*SELECTED EXTRACT:*
________________________

When evaluating the age threshold of 12 years, unadjusted EFS was worse in those ≥12 years (vs. younger) (p=0.024; 5-year: 82% [95% CI: 80 – 84] vs. 88% [95% CI: 84 – 91]). Overall survival did not differ by age when using a threshold of 12 years (p= 0.20). In multivariable models, age ≥12 years (vs. younger) with non-MC histology remained significantly associated with inferior EFS (HR: 1.48; 95% CI: 1.03, 2.13, p= 0.030) (appendix p 7). Due to a small sample size with few deaths in the MC group, adjusted OS was not evaluated using an age threshold of 12.

Discussion

In patients receiving risk-based, response-adapted therapy for HL on COG trials, those age ≥15 years had worse EFS and OS than younger patients. In a novel finding, we identified that the magnitude of the effect of age on EFS differed by histology. Among patients with MC disease, age ≥15 years (vs. younger) conferred almost 4-times higher risk of event. Consistent with both population-based and prior consortium studies, we found that age ≥15 years was associated with worse survival within those enrolled on a clinical trial; this included post-relapse outcomes, which may reflect differences in salvage therapy among patients transitioning from pediatric to adult care. Finally, we found that inferior EFS in adolescents extended below the NCI-defined lower age bound for AYA (15 years), and that patients as young as 12 years were at increased risk for treatment failure on the included trials. Studies of age-related differences in HL outcomes at the population-level have highlighted under-enrollment of AYAs on clinical trials as a potential driver. While clinical trial enrollment is certainly a contributor, findings from this work support the additional hypotheses that HL in adolescents may be biologically distinct from similar histopathologic entities in children, and/or that differences in drug exposure, chemotherapy sensitivity, or salvage treatment options may also be important. For these patients, prospective studies, powered to measure lymphoma and host biology, treatment tolerability, and tumor response across the age spectrum are needed. Furthermore, that age ≥15 years conferred increased risk of death despite outstanding OS in the pooled cohort speaks to the possibility of differences in post-treatment follow-up or post-relapse care in patients aging out of pediatric oncology.

________________________

*DATASET CONTENT:*

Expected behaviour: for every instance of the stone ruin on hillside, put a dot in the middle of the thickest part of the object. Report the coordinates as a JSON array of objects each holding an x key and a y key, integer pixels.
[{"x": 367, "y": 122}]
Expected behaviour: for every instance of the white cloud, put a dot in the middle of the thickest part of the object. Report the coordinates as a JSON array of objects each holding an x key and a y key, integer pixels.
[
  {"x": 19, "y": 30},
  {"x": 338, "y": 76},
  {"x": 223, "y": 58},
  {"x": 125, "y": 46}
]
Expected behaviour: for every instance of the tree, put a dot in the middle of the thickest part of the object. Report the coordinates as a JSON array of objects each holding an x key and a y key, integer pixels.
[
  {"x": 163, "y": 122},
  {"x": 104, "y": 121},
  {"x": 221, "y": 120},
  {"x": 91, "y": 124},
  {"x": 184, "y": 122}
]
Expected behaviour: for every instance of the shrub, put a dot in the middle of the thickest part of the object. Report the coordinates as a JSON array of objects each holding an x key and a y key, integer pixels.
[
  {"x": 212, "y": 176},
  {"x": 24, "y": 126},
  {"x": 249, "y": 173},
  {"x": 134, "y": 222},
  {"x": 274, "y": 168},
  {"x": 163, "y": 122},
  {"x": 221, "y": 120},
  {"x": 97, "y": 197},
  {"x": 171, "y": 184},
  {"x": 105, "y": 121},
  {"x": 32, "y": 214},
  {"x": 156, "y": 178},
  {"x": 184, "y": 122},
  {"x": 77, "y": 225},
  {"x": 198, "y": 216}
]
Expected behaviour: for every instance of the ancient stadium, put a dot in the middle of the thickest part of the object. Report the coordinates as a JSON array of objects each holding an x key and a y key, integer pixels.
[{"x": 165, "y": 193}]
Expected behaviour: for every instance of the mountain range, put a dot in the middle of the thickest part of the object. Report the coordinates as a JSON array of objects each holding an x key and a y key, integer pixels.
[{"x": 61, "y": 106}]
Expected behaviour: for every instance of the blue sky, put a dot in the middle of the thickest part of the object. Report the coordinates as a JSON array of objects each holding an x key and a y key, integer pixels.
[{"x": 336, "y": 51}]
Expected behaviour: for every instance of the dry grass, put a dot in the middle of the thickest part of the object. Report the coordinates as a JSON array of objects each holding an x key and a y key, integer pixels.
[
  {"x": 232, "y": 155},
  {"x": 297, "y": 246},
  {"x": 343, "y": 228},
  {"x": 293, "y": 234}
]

________________________

*PROBLEM TO WORK ON:*
Please repeat, word for word, the stretch of the Hodgkin lymphoma excerpt above from "When evaluating the" through "threshold of 12.".

*RESPONSE BELOW:*
When evaluating the age threshold of 12 years, unadjusted EFS was worse in those ≥12 years (vs. younger) (p=0.024; 5-year: 82% [95% CI: 80 – 84] vs. 88% [95% CI: 84 – 91]). Overall survival did not differ by age when using a threshold of 12 years (p= 0.20). In multivariable models, age ≥12 years (vs. younger) with non-MC histology remained significantly associated with inferior EFS (HR: 1.48; 95% CI: 1.03, 2.13, p= 0.030) (appendix p 7). Due to a small sample size with few deaths in the MC group, adjusted OS was not evaluated using an age threshold of 12.